Instructions ::
• a. According to the investment gold text, which HMRC notice defines "Investment Gold" for VAT exemption?
• b. Reproduce everything in the investment gold text from "What Is Investment" down to "the bullion markets.".

Text shown ::
-.-.-

What Is Investment Gold?
Gold is a valuable form of investment that can provide a hedge against inflation, currency devaluation, and geopolitical risks. It is a finite resource and is not affected by the same economic and political factors as other assets. It can also be a good diversifier in a portfolio. However, it's always best to consult with a financial advisor before making a decision.
Definition of Investment Gold
For the purpose of VAT exemption, "Investment Gold" is defined as per HMRC Notice 701/21 as either:
(a) gold of a purity not less than 995 thousandths that is in the form of a bar, or a wafer, of a weight accepted by the bullion markets.
(b) a gold coin minted after 1800 that is:
- of a purity of not less than 900 thousandths.
- (or has been) legal tender in its country of origin.
- of a description of coin that is normally sold at a price that does not exceed 180 per cent of the open market value of the gold contained in the coin.

-.-.-

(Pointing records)
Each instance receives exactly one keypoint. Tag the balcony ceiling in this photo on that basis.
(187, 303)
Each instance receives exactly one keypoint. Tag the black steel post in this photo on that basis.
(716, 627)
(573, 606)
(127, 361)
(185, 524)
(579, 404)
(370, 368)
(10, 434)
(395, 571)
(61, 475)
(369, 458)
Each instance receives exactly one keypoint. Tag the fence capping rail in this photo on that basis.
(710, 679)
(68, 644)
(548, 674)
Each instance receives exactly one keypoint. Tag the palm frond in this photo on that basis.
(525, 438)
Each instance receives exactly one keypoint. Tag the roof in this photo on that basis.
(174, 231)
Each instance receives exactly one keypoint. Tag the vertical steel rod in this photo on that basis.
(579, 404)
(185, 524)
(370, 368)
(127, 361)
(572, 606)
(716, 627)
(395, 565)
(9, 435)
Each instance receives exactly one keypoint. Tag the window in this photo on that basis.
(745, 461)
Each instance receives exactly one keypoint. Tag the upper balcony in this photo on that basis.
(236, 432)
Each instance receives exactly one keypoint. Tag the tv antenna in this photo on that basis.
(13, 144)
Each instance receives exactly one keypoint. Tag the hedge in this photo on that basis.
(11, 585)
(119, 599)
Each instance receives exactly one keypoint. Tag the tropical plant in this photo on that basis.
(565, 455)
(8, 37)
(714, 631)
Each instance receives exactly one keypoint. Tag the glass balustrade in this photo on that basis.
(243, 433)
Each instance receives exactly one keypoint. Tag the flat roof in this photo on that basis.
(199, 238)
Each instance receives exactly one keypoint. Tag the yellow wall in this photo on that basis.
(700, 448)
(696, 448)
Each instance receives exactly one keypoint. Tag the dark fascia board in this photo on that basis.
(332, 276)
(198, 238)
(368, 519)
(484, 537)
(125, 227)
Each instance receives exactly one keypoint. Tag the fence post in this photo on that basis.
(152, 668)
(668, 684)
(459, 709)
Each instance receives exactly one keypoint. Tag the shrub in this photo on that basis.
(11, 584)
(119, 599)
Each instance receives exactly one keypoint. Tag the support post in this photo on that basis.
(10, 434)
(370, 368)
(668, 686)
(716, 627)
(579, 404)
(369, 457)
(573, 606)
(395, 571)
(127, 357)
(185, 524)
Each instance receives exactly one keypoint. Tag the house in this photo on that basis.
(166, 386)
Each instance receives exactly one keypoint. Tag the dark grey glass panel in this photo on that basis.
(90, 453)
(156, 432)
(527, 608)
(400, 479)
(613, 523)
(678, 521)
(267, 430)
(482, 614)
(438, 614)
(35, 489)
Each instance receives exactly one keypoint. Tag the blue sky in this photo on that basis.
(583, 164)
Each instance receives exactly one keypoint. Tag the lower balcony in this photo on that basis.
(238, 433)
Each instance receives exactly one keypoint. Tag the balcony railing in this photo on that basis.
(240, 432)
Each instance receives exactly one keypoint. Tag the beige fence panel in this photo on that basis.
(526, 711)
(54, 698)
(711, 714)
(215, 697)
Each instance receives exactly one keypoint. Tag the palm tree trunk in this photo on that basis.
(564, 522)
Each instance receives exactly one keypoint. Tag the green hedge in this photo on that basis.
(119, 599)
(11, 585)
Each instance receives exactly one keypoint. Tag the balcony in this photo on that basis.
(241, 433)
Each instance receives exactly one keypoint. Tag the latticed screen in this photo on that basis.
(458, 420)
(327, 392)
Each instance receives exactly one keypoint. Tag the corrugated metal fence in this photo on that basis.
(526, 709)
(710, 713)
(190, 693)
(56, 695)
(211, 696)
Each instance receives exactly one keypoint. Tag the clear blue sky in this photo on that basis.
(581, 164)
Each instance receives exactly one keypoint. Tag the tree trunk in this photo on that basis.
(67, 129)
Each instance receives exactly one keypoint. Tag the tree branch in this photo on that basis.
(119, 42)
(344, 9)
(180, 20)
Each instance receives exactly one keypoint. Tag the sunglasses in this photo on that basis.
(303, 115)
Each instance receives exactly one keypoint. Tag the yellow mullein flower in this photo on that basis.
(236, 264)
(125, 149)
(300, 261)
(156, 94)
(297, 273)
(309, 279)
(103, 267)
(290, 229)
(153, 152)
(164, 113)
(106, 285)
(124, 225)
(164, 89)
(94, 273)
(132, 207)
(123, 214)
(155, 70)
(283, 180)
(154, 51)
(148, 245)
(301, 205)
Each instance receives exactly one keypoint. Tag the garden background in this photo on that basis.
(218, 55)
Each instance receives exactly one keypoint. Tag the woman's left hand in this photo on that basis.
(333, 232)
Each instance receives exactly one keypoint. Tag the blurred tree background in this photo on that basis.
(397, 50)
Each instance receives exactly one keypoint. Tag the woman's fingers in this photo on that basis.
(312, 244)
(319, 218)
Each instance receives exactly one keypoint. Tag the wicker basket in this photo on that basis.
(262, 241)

-.-.-

Task responses ::
• a. HMRC Notice 701/21.

• b.
What Is Investment Gold?
Gold is a valuable form of investment that can provide a hedge against inflation, currency devaluation, and geopolitical risks. It is a finite resource and is not affected by the same economic and political factors as other assets. It can also be a good diversifier in a portfolio. However, it's always best to consult with a financial advisor before making a decision.
Definition of Investment Gold
For the purpose of VAT exemption, "Investment Gold" is defined as per HMRC Notice 701/21 as either:
(a) gold of a purity not less than 995 thousandths that is in the form of a bar, or a wafer, of a weight accepted by the bullion markets.